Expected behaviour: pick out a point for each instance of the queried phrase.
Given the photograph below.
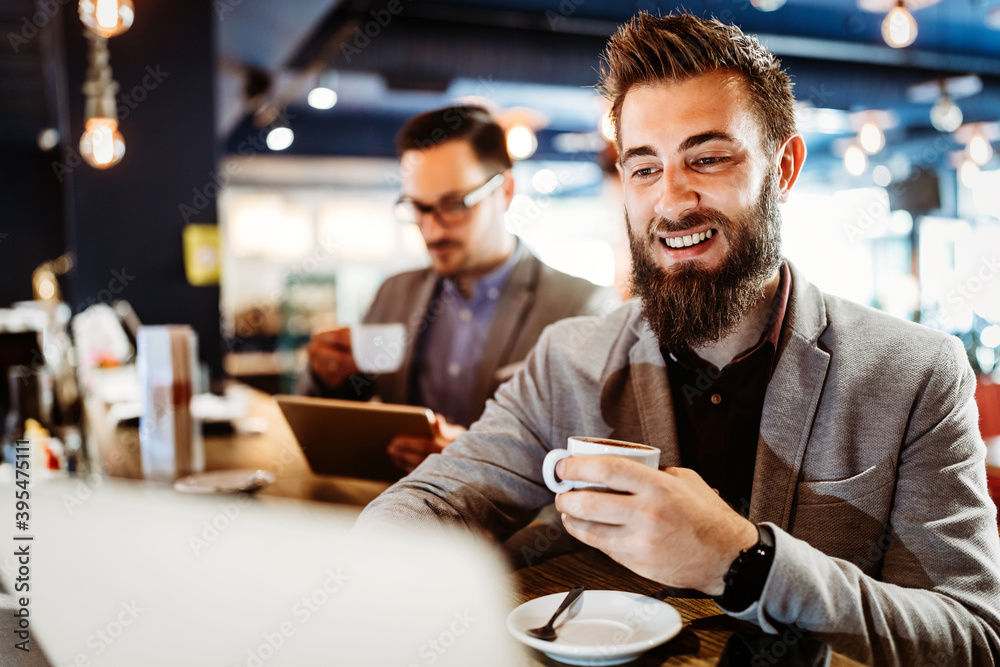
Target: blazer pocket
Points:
(827, 492)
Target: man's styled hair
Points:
(469, 123)
(679, 47)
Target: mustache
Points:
(438, 245)
(711, 217)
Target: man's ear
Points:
(791, 157)
(508, 187)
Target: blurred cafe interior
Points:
(230, 166)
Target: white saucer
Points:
(601, 628)
(225, 481)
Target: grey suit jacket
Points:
(870, 469)
(534, 296)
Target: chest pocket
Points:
(846, 518)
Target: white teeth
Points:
(687, 240)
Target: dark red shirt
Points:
(718, 412)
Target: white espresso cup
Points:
(583, 446)
(378, 348)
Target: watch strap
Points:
(748, 573)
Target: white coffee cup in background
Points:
(378, 348)
(584, 446)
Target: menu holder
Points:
(170, 438)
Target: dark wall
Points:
(127, 221)
(31, 222)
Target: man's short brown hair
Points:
(469, 123)
(676, 48)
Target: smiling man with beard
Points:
(821, 461)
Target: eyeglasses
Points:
(449, 211)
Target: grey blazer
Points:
(534, 296)
(870, 468)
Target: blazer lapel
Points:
(790, 405)
(654, 400)
(516, 298)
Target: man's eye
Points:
(711, 161)
(452, 206)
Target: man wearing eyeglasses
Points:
(474, 314)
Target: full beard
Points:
(689, 305)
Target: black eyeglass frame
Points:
(408, 210)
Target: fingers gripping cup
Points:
(581, 446)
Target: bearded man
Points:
(821, 462)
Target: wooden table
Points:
(706, 627)
(564, 563)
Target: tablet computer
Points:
(349, 438)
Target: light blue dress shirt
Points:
(451, 347)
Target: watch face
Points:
(792, 648)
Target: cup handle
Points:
(549, 471)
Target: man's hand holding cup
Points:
(669, 526)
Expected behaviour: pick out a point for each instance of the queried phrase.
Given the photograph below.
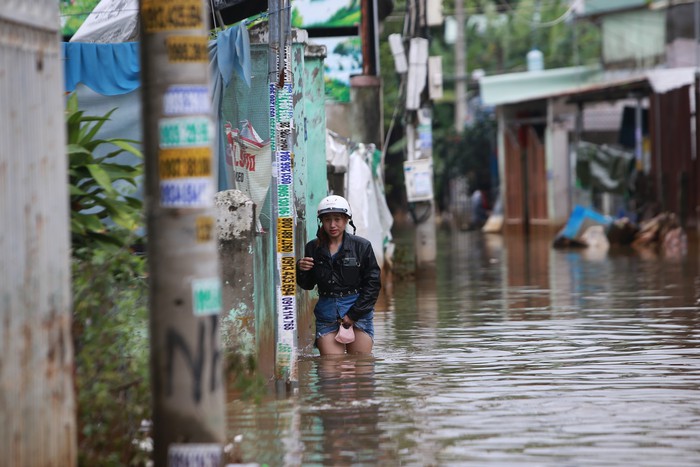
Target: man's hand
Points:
(306, 263)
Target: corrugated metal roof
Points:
(596, 7)
(523, 87)
(532, 85)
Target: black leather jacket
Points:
(353, 270)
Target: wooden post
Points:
(185, 279)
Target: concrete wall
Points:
(37, 393)
(310, 185)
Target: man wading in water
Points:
(344, 268)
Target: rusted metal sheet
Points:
(537, 179)
(526, 177)
(673, 173)
(36, 358)
(513, 186)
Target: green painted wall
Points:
(310, 180)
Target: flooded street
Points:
(514, 354)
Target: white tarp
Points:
(110, 21)
(370, 213)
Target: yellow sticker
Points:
(204, 226)
(183, 49)
(285, 235)
(184, 162)
(289, 275)
(168, 15)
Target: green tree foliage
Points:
(110, 317)
(74, 13)
(104, 212)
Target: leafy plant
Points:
(110, 317)
(103, 211)
(110, 314)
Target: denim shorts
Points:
(329, 310)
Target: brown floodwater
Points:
(512, 353)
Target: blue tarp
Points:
(579, 217)
(113, 69)
(108, 69)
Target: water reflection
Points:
(512, 353)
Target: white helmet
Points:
(334, 203)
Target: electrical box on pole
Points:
(397, 51)
(435, 77)
(417, 72)
(189, 416)
(434, 12)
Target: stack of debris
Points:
(588, 229)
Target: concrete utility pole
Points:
(366, 89)
(185, 279)
(37, 392)
(460, 69)
(281, 112)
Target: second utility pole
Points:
(185, 280)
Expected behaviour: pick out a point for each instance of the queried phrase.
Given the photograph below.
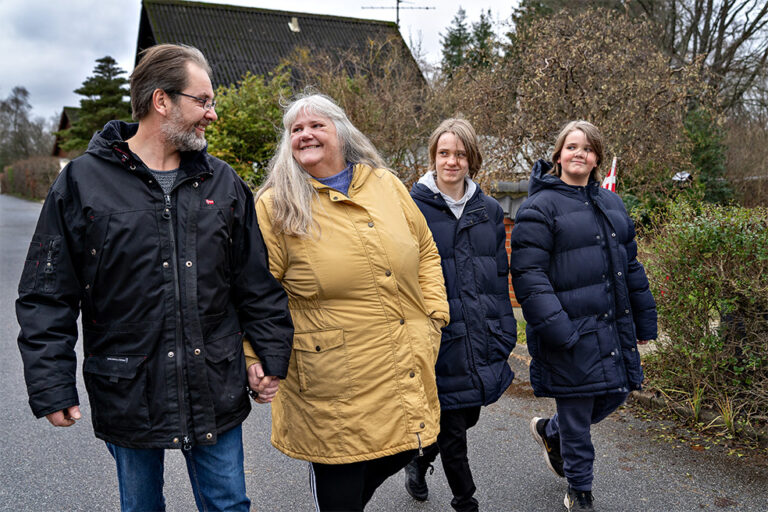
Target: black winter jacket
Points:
(472, 368)
(167, 287)
(583, 292)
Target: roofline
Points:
(270, 11)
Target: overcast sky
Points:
(50, 46)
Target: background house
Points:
(239, 39)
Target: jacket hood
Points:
(541, 180)
(113, 133)
(110, 144)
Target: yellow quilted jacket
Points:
(367, 298)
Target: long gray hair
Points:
(293, 192)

§ §

_What you have to do:_ Output only these lines, word for word: the line containing "Target: wooden post" and every line after it through the last line of the data. Omit the pictures.

_Solved exercise:_
Target: wooden post
Points:
(185, 279)
Target: concrete wall
Points:
(37, 393)
(310, 185)
Target: man wading in water
Points:
(344, 268)
Target: rusted metal sheet
Points:
(537, 179)
(526, 177)
(673, 173)
(36, 358)
(513, 186)
Target: green painted wall
Points:
(310, 180)
Target: flooded street
Points:
(514, 354)
Target: white tarp
Points:
(110, 21)
(370, 213)
Target: yellow sticker
Points:
(204, 226)
(183, 49)
(285, 235)
(184, 162)
(289, 275)
(168, 15)
Target: green tree foliage
Points:
(110, 317)
(74, 13)
(104, 212)
Target: leafy plant
Points:
(110, 317)
(103, 211)
(110, 314)
Target: denim shorts
Points:
(329, 310)
Target: brown floodwater
Points:
(512, 353)
Target: blue tarp
Points:
(579, 217)
(113, 69)
(108, 69)
Target: water reflection
Points:
(512, 353)
Target: white helmet
Points:
(334, 203)
Target: electrical box on pole
Points:
(397, 51)
(435, 77)
(417, 72)
(189, 416)
(434, 12)
Target: stack of debris
Points:
(588, 229)
Target: concrete utility pole
Points:
(366, 89)
(185, 279)
(37, 392)
(460, 69)
(281, 112)
Target: second utility pole
Points:
(185, 280)
Expected behaviour: pick out a point for each instance of the queried phrase.
Given the photograph below.
Target: black winter jacket
Points:
(472, 368)
(167, 287)
(583, 292)
Target: roofline
Points:
(270, 11)
Target: overcast sky
Points:
(50, 46)
Target: background house
Points:
(239, 39)
Target: jacket hood
Points:
(541, 180)
(113, 133)
(110, 144)
Target: yellow quilted jacket
Points:
(367, 298)
Target: long gray hair
Points:
(293, 192)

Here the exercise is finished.